- GIVEN TEXT -
For an uncomplicated lower tract infection, your doctor will likely prescribe a course of antibiotics to be taken over five to seven days.
If you have an upper tract infection, your doctor may prescribe antibiotics for three weeks or longer.
In the rare case of a severe infection, your doctor may recommend hospital treatment and a course of intravenous antibiotics.
Who Is at Higher Risk for UTIs?
Several demographics are at a higher risk of getting a UTI:
- Older men: UTIs are common in older men because of the increased likelihood of developing an enlarged prostate or benign prostatic hyperplasia (BPH). In men with BPH, the prostate gland enlarges and wraps around the bladder neck, making it more difficult for urine to flow freely. When this happens, bacteria that are normally flushed out with urine can build up in the bladder, leading to an infection. Older men are also more likely to experience fecal incontinence, which can significantly increase the likelihood of developing a UTI. Long-term use of urinary catheters can also increase the risk of developing a UTI, since using a catheter can introduce bacteria into the bladder.
- Younger, sexually active men: Though UTIs are more common in men over 50, sexually transmitted infections (STIs) are more likely to cause UTIs in younger men. In fact, STIs, including chlamydia and gonorrhea, are the most common cause of UTIs in younger men.
- Men who have anal intercourse: Anal intercourse can expose the urethra to more bacteria, particularly bacteria of the rectum, which increases the risk of developing a UTI.

- DATASET EXCERPTS -
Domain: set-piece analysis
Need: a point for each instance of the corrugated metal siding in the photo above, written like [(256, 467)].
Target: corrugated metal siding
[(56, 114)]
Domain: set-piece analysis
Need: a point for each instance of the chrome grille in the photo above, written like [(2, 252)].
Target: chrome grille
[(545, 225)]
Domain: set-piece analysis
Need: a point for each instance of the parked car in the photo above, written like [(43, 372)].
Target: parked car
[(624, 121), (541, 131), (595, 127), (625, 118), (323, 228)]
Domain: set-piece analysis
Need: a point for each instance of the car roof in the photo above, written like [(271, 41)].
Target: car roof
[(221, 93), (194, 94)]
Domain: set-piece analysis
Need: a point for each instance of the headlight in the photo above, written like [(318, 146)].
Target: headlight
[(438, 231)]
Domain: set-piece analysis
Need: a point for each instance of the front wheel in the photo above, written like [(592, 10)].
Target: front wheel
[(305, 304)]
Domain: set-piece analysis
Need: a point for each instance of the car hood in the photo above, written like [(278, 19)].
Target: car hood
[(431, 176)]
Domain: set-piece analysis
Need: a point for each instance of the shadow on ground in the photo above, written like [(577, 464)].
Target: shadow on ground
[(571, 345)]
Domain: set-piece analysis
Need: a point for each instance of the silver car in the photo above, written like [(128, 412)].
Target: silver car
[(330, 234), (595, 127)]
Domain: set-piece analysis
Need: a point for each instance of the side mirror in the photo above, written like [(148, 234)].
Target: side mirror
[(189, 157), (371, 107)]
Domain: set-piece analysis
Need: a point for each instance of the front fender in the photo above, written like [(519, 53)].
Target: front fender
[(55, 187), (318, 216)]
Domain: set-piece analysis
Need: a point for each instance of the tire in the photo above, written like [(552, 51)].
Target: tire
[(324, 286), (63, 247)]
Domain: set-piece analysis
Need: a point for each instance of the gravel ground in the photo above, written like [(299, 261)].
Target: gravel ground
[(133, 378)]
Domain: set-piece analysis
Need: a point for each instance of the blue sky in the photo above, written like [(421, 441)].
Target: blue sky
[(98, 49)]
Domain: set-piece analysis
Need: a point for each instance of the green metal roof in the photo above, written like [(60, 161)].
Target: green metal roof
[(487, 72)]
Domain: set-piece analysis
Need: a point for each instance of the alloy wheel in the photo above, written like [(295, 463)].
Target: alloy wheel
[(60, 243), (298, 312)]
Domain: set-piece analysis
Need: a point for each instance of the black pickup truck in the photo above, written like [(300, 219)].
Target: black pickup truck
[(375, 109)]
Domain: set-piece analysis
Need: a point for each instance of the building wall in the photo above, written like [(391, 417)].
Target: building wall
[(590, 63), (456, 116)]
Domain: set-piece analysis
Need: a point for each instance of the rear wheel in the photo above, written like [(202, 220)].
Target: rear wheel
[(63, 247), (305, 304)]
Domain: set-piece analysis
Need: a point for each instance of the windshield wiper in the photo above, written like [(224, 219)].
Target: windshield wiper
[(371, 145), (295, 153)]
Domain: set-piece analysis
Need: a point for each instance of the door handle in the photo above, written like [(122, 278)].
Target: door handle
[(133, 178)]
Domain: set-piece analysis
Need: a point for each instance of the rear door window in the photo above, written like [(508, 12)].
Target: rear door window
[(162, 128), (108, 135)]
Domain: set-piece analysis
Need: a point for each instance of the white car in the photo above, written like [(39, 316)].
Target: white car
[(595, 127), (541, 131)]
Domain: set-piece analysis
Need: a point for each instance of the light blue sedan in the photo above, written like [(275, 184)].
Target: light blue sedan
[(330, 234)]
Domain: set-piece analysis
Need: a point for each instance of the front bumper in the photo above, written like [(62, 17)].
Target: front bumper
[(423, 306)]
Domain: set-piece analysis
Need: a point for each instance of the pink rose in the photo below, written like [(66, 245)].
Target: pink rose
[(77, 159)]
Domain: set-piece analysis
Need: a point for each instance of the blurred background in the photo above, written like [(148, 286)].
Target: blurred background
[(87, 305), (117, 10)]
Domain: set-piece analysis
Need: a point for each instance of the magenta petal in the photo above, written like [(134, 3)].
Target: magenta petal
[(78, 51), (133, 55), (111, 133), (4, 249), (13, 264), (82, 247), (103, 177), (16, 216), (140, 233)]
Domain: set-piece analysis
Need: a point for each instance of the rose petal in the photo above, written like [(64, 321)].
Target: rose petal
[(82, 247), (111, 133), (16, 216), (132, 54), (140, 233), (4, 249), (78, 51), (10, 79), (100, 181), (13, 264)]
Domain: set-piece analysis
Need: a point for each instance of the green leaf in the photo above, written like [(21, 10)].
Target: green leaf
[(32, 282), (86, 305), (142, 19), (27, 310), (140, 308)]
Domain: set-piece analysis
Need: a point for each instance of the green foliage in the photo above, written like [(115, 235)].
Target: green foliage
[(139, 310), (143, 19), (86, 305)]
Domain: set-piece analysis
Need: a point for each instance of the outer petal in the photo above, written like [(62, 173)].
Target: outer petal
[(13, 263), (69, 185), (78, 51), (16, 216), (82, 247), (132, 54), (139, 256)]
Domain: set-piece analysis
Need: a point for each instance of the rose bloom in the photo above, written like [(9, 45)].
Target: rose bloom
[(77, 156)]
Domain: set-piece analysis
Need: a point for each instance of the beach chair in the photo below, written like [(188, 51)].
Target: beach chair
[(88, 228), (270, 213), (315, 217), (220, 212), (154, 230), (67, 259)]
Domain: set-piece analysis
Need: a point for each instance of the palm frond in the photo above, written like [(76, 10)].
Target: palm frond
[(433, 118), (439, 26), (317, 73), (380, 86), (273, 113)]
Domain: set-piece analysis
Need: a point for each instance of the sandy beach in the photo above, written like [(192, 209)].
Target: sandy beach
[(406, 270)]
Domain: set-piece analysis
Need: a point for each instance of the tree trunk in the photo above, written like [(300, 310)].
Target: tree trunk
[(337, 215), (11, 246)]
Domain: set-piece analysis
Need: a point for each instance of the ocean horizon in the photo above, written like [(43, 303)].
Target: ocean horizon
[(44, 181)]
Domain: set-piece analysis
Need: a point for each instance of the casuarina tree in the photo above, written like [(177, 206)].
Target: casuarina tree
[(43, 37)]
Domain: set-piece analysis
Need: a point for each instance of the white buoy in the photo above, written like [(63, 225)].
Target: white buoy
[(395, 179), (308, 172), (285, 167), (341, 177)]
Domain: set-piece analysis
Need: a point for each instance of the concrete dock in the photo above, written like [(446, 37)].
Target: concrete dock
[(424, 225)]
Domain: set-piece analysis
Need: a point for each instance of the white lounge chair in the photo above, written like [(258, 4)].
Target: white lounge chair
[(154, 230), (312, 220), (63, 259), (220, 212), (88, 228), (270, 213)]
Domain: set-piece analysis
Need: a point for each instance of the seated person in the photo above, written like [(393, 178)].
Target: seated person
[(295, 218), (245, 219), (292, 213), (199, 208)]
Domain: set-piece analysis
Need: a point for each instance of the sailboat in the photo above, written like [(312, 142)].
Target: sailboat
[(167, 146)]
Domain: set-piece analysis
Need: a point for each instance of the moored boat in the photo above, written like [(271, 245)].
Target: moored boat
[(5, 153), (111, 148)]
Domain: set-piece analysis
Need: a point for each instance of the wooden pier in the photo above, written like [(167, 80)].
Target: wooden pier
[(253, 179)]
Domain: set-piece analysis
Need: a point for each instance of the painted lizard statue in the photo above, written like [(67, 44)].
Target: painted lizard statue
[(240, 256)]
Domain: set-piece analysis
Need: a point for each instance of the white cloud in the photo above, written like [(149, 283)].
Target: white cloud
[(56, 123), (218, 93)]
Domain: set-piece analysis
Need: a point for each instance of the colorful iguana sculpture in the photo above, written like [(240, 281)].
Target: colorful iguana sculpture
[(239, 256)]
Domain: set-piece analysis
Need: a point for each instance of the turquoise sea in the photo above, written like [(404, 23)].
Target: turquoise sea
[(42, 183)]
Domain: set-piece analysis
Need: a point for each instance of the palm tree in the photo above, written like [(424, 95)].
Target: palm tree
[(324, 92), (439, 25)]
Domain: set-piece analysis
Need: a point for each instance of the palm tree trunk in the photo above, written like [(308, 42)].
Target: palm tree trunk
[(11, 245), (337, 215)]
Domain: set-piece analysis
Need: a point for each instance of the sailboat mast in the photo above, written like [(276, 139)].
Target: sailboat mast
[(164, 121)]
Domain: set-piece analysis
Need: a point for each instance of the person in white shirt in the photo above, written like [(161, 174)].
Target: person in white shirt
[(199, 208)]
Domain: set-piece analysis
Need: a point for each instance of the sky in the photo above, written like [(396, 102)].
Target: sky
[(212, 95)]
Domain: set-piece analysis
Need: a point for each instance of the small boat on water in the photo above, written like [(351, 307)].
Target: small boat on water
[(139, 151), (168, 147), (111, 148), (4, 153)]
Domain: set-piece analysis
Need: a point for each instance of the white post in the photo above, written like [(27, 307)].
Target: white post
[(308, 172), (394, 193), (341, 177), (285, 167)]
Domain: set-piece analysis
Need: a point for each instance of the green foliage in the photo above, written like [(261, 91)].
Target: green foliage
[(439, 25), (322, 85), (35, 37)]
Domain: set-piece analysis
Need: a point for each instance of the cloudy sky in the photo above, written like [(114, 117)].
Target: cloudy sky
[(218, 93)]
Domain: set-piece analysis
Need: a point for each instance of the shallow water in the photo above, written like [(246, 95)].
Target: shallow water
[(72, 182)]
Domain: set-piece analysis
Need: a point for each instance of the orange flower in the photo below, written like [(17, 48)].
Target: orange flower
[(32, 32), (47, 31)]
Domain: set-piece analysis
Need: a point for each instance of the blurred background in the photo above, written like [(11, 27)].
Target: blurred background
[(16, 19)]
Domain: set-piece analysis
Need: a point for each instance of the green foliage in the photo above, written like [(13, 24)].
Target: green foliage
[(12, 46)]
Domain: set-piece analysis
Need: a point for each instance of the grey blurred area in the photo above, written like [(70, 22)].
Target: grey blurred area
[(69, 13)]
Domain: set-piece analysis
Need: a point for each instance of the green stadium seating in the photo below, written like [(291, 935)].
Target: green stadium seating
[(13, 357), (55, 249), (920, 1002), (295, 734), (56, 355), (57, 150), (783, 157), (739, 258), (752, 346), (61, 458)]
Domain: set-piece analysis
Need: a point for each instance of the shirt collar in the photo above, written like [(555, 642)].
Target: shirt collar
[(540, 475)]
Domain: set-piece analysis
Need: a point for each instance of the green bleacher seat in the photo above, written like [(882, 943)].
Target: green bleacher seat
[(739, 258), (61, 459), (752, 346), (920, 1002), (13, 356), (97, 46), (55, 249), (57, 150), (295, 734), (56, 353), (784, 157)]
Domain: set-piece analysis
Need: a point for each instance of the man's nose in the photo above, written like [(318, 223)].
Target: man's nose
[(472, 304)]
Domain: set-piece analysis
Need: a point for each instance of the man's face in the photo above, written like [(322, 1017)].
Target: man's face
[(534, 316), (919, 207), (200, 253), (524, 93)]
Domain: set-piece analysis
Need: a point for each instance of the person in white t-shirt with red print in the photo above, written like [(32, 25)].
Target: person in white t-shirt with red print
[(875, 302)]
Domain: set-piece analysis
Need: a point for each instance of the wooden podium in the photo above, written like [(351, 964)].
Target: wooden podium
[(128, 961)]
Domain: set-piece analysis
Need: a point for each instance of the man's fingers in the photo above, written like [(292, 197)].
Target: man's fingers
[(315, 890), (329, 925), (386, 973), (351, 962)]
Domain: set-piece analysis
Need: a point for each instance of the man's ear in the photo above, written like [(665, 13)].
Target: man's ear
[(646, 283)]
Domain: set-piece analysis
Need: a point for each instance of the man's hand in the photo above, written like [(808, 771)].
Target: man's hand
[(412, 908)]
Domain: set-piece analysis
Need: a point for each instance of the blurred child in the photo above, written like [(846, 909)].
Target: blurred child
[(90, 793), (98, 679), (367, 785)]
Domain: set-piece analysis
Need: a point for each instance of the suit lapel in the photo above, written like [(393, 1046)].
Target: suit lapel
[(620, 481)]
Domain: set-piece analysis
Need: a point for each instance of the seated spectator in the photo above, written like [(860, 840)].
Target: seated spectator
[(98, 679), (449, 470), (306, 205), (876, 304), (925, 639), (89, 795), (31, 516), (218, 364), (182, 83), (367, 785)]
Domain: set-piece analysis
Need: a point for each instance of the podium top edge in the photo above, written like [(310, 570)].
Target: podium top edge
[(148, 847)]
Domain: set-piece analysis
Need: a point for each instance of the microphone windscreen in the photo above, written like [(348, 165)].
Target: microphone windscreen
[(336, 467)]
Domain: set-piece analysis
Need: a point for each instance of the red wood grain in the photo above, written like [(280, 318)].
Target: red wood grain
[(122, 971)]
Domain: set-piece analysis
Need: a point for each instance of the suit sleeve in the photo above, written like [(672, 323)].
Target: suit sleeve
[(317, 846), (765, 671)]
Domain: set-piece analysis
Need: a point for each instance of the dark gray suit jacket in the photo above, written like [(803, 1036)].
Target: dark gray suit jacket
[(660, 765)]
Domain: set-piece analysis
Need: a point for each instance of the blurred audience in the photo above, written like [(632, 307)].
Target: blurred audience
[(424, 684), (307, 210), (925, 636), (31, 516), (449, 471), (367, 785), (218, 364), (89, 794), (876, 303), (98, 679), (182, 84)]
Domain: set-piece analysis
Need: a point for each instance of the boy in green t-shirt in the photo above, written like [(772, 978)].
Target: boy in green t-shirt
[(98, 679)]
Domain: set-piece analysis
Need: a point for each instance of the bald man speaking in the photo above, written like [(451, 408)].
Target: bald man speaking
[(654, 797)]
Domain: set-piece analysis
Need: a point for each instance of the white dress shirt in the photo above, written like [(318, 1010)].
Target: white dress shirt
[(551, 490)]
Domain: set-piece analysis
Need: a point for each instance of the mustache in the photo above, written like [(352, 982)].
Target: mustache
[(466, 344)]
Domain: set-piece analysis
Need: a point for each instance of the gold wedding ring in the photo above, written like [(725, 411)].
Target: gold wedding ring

- USING THE INFORMATION -
[A] Please retype the part of the passage on urinary tract infections starting with "- Younger, sexually" and going on through "risk of developing a UTI.".
[B] In the passage on urinary tract infections, what is named as the most common cause of UTIs in younger men?
[C] Proceed with the passage on urinary tract infections from the point where it stops.

- TASK-BY-TASK ANSWERS -
[A]
- Younger, sexually active men: Though UTIs are more common in men over 50, sexually transmitted infections (STIs) are more likely to cause UTIs in younger men. In fact, STIs, including chlamydia and gonorrhea, are the most common cause of UTIs in younger men.
- Men who have anal intercourse: Anal intercourse can expose the urethra to more bacteria, particularly bacteria of the rectum, which increases the risk of developing a UTI.

[B] Sexually transmitted infections (STIs), including chlamydia and gonorrhea.

[C]
- Men with diabetes: Diabetes can affect the function of the immune system, putting diabetics at a higher risk of UTIs. In addition, higher blood sugar levels can create a more favorable growth environment for pathogens.
- Uncircumcised, younger men: Studies suggest that lack of circumcision increases the risk of UTI in young men and boys.
Top Ways to Prevent a UTI
Several factors can encourage bacteria to grow and spread within the urinary tract. Though UTIs aren’t always preventable, some behaviors may help protect against bacterial spread and infection in both men and women:
- Practice safe sex: Condom use can help prevent bacterial infections that are transmitted through sexual contact.
- Stay hydrated: Drinking plenty of fluids throughout the day will help encourage urination, which works to flush out bacteria from your urinary tract. If it’s hot out or if you’ve been exercising, be sure to drink even more water.
- Don’t “hold it in”: Urinate when you feel the urge. Holding it in can lead to a collection of bacteria in the bladder or urinary tract.
- Use good hygiene: Wipe from front to back after bowel movements, and wash your hands thoroughly afterward.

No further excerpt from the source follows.